Ist "immer schneller", "immer mehr" auch immer besser?

Letztlich geht es bei Menschen und Unternehmen um Effizienz, um die Zielerreichung mit

möglichst wenig Aufwand oder darum, bei gleichem Aufwand  bessere Ergebnisse zu erzielen.


Die Grafik links zeigt, dass Stress vorerst einmal die Leistungsfähigkeit eines Menschen erhöht, dass es aber ein Fehlschluss ist, zu meinen, dass immer mehr Druck die Leistungsfähigkeit ins Unermessliche treiben würde.

Schnell einmal kommt es zum "Break-Punkt", wo die Leistungsfähigkeit schlagartig abnimmt.


Ausbildung, Training und Routine führen zu einem Reserveeffekt und damit dazu, dass man mehr Stress erträgt, bevor auch dort der "Break-Punkt" erreicht ist.


Routine verführt jedoch schnell einmal dazu, dass man mit weniger Achtsamkeit und Konzentration ans Werk geht, was logischerweise die Fehlerhäufigkeit wieder ansteigen lässt.

Das Problem

Die Fehlerforschung zeigt, zwar mit unterschiedlichen Zahlen aber eindeutig auf, dass es menschlich ist Fehler zu machen. Eine der eindrücklichen Zahlen sagt, dass im Durchschnitt auf 1'000 qualifizierten Handlungen von Menschen ein Fehler passiert. Wenn wir davon aus gehen, dass ein Mensch pro Arbeitstag 5'000 qualifizierte Handlungen ausführt und in einem mittelgrossen Unternehmen 100 Mitarbeiter arbeiten, rechnen wir aus, dass in so einem Unternehmen täglich 500 Fehler passieren. Wir hoffen einfach immer, dass es sich dabei um Fehler handelt, die keinen grossen Schaden anrichten.


Es ist offensichtlich, dass Müdigkeit und Hektik die Fehlerhäufigkeit ansteigen lässt. Dies sieht man eindrücklich beim Sport: Das erste, was mit Hektik und zunehmender Müdigkeit nachlässt, ist die Konzentration. Mit zunehmender Müdigkeit machen Sportlerinnen und Sportler mehr Fehler.


Immer mehr und immer schneller, wie das heute in der Wirtschaft gefordert wird, führt aber dazu, dass Hektik aufkommt, dass Müdigkeit und damit verbunden Konzentrationsmängel entstehen. Logischerweise steigt dadurch die Fehlerhäufigkeit an.
====
## ERFORDERLICHE AKTION 1
Geben Sie den Abschnitt des Lesetexts von „Die Grafik links“ bis „wieder ansteigen lässt.“ wortgetreu wieder.
## ERFORDERLICHE AKTION 2
Was lässt laut Lesetext mit Hektik und zunehmender Müdigkeit als Erstes nach?

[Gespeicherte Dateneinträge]
====
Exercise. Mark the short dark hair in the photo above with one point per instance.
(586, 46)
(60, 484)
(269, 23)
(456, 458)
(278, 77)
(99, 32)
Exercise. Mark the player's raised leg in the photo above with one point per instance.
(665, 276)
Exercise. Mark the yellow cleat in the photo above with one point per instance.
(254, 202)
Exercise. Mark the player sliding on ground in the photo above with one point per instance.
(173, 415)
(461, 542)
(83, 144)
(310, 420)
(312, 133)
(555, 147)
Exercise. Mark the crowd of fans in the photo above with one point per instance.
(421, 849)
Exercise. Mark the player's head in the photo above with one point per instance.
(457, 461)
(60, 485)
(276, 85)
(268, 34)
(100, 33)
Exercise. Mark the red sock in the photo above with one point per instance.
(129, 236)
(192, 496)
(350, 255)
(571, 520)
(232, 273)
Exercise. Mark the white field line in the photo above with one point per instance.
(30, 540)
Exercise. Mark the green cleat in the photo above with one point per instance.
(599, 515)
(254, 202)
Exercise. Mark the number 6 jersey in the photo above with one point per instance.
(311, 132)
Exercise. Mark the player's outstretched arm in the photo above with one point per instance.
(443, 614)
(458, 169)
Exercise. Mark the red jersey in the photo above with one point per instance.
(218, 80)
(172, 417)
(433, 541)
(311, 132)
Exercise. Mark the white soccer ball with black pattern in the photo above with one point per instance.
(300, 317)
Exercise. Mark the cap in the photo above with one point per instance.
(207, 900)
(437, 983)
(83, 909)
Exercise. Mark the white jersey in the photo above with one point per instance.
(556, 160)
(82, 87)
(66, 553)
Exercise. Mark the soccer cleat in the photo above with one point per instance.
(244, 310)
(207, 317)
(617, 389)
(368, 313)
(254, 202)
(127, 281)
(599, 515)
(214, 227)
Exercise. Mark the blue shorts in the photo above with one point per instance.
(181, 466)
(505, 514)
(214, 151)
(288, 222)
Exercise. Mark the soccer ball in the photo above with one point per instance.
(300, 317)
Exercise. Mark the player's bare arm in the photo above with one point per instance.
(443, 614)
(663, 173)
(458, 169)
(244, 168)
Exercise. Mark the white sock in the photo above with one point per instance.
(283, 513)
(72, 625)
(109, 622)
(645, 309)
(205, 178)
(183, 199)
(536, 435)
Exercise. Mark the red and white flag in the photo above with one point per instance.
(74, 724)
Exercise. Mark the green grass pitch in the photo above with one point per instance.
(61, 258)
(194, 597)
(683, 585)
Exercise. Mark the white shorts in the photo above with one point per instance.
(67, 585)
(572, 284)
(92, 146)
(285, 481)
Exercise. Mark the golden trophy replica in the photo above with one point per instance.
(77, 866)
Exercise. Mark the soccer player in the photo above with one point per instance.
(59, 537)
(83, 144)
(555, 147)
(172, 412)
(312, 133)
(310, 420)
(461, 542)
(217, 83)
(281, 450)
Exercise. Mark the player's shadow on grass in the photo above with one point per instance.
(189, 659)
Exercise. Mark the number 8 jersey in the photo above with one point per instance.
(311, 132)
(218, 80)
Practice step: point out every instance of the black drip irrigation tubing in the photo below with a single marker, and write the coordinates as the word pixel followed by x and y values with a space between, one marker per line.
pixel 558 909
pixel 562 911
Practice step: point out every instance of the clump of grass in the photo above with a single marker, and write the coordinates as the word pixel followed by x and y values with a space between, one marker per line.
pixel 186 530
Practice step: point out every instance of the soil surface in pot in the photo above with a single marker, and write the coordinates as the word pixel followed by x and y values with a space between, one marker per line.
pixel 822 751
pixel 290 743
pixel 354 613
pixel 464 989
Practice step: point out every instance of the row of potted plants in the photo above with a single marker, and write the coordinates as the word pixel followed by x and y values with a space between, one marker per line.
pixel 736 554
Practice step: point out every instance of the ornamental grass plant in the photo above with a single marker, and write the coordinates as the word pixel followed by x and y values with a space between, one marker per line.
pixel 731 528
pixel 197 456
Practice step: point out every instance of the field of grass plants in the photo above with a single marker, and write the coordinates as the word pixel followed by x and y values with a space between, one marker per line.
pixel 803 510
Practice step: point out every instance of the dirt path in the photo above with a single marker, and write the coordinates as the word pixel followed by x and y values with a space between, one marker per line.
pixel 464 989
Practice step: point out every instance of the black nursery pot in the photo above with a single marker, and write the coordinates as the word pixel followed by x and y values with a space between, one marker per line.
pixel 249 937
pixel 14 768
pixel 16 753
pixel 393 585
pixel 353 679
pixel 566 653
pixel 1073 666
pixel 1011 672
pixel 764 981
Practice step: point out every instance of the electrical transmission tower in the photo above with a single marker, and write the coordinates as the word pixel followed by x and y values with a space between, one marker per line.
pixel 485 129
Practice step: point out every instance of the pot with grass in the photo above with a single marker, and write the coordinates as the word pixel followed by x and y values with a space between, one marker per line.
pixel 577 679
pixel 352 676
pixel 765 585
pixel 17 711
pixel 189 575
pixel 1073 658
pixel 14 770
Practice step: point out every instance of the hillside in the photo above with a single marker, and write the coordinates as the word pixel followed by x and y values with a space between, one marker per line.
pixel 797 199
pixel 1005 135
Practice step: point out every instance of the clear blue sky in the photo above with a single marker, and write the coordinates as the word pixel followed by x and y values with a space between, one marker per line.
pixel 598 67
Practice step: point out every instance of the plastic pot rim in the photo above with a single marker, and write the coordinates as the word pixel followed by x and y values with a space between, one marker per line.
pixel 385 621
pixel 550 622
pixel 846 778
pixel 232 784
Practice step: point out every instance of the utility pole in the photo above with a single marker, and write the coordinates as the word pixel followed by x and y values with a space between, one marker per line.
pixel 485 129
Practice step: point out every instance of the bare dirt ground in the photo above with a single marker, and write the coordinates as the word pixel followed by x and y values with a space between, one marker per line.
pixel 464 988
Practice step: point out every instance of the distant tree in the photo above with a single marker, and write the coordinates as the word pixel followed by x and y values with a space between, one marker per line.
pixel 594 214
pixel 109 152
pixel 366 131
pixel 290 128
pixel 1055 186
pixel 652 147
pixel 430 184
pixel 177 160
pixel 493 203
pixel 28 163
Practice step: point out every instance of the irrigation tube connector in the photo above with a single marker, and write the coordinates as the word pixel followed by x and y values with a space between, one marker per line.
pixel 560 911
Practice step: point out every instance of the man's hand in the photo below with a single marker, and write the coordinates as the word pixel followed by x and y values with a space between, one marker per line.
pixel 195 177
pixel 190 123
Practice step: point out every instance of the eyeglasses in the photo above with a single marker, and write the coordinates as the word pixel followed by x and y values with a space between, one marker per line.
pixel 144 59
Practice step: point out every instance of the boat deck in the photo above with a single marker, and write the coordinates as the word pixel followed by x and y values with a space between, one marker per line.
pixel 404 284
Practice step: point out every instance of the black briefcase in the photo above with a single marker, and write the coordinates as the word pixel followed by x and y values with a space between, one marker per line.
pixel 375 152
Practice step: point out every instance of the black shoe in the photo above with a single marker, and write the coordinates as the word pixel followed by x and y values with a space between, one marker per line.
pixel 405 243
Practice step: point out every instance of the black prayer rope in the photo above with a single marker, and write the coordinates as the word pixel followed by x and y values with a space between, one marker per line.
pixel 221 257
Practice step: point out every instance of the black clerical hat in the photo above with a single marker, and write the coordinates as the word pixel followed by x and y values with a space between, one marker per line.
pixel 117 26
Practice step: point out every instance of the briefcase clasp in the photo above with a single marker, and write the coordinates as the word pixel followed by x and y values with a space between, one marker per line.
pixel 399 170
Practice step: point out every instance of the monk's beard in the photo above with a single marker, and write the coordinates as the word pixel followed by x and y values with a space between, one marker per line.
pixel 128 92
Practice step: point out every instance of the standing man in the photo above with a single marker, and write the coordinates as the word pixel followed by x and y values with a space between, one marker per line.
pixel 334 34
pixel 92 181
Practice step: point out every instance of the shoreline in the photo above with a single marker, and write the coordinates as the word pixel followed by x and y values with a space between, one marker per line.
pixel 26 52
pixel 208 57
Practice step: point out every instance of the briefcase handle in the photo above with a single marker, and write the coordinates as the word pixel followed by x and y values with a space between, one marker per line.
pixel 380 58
====
## PROBLEMLÖSUNG 1
Die Grafik links zeigt, dass Stress vorerst einmal die Leistungsfähigkeit eines Menschen erhöht, dass es aber ein Fehlschluss ist, zu meinen, dass immer mehr Druck die Leistungsfähigkeit ins Unermessliche treiben würde.

Schnell einmal kommt es zum "Break-Punkt", wo die Leistungsfähigkeit schlagartig abnimmt.


Ausbildung, Training und Routine führen zu einem Reserveeffekt und damit dazu, dass man mehr Stress erträgt, bevor auch dort der "Break-Punkt" erreicht ist.


Routine verführt jedoch schnell einmal dazu, dass man mit weniger Achtsamkeit und Konzentration ans Werk geht, was logischerweise die Fehlerhäufigkeit wieder ansteigen lässt.

## PROBLEMLÖSUNG 2
Die Konzentration.